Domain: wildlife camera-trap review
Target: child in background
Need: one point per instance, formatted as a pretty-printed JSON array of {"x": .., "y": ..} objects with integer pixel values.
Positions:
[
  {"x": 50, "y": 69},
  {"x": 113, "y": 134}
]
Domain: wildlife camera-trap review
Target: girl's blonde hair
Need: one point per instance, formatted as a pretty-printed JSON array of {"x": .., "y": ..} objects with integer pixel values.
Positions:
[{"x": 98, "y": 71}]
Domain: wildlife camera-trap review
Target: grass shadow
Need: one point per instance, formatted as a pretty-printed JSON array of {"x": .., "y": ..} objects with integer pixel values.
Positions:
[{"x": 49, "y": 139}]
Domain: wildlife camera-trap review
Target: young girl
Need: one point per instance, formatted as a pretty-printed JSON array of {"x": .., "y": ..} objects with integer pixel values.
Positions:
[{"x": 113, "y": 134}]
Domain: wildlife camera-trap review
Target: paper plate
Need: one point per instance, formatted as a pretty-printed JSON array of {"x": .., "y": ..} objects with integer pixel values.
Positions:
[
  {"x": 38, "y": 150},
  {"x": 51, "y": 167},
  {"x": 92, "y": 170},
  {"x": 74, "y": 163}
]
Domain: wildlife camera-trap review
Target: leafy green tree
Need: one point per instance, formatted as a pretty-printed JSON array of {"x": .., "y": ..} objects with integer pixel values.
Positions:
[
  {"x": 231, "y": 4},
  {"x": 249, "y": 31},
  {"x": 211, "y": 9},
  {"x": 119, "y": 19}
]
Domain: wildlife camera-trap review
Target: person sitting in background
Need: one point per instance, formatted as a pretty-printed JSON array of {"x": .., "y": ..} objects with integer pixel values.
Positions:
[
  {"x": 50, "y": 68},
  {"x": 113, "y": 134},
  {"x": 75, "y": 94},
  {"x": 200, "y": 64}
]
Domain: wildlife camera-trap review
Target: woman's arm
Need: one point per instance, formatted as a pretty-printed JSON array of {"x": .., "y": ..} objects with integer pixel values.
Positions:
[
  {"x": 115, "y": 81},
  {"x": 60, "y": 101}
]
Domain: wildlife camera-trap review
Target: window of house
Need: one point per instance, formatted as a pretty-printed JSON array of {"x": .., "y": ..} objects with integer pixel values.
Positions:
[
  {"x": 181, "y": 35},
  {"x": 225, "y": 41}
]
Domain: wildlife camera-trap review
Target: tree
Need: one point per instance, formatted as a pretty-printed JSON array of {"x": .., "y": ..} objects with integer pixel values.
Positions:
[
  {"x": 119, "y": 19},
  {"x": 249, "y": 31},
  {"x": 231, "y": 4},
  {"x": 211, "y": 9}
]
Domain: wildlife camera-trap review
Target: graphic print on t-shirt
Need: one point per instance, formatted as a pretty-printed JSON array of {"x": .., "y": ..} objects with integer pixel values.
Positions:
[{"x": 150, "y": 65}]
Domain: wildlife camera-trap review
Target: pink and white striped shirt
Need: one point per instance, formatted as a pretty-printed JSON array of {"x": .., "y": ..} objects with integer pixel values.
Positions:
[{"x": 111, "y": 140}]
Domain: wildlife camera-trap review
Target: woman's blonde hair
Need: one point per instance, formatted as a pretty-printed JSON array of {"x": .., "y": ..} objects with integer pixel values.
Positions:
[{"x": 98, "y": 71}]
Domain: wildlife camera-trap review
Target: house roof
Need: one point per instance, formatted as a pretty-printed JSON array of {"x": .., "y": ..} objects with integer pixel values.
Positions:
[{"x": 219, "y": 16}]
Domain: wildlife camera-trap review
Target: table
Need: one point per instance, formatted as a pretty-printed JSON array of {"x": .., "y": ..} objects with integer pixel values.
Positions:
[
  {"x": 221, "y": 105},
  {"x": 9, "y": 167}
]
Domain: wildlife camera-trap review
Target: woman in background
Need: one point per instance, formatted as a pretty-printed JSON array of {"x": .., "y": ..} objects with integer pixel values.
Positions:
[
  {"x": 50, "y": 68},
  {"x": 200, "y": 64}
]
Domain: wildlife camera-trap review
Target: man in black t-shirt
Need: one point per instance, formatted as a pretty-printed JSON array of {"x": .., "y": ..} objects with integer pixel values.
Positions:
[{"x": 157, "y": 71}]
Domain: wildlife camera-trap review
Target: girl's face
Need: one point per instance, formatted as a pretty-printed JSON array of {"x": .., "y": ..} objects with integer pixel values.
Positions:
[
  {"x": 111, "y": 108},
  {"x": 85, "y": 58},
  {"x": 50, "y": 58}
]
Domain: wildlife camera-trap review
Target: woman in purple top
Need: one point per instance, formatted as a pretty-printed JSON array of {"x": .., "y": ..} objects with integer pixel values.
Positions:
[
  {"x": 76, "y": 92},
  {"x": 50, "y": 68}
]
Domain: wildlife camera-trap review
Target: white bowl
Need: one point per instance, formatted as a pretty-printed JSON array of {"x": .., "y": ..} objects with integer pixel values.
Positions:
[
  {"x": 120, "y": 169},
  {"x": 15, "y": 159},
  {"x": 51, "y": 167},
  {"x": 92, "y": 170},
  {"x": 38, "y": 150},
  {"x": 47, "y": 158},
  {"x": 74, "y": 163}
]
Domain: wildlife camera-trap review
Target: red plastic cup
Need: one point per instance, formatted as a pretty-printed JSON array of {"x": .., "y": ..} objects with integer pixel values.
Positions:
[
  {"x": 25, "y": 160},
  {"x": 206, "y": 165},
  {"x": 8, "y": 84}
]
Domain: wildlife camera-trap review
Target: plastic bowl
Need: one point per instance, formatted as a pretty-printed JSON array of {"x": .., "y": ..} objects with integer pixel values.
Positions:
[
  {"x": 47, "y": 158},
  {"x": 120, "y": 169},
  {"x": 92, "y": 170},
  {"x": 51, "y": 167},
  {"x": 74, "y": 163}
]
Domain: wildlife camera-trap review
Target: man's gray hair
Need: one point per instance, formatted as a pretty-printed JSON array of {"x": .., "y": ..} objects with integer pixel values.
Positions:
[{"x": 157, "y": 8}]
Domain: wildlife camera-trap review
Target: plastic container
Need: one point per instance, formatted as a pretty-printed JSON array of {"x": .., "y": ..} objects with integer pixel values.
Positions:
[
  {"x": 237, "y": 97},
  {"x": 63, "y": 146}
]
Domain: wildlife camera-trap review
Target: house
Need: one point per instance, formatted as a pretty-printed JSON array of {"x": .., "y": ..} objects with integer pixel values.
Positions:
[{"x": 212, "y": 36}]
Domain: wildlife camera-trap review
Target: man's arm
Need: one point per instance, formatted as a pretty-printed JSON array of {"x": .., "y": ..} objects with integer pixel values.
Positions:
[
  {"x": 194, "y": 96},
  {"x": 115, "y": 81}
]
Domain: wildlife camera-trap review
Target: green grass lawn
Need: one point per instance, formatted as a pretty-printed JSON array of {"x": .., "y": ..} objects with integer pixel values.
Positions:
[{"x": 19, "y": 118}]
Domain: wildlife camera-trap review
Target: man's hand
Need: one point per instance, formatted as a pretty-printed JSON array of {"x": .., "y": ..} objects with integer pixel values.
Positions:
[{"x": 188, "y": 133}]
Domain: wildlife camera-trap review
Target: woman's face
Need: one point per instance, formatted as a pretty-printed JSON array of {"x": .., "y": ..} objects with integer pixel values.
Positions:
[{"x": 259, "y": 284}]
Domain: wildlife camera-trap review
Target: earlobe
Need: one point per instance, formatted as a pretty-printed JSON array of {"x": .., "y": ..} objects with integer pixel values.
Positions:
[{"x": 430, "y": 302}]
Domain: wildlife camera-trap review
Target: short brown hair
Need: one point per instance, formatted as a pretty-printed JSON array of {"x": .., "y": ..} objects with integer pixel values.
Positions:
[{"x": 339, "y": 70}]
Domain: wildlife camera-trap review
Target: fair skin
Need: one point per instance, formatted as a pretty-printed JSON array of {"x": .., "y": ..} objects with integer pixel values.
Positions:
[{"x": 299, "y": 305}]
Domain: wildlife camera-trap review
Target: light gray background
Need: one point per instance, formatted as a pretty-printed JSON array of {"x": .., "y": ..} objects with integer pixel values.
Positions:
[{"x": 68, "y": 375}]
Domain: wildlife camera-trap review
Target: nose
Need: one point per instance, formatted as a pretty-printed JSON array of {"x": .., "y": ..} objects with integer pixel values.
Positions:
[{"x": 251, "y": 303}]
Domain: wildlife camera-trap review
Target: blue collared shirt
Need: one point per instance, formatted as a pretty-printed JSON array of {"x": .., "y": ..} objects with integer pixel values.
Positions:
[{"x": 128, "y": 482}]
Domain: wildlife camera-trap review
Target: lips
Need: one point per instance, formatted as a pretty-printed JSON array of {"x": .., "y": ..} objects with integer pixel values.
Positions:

§ What is being asked
Pick out and reproduce every line of the data above that contains the string "woman". Treat the match as case-sensitive.

§ Result
Target: woman's arm
Target: woman's blonde hair
Target: woman in background
Target: woman in purple top
Target: woman's face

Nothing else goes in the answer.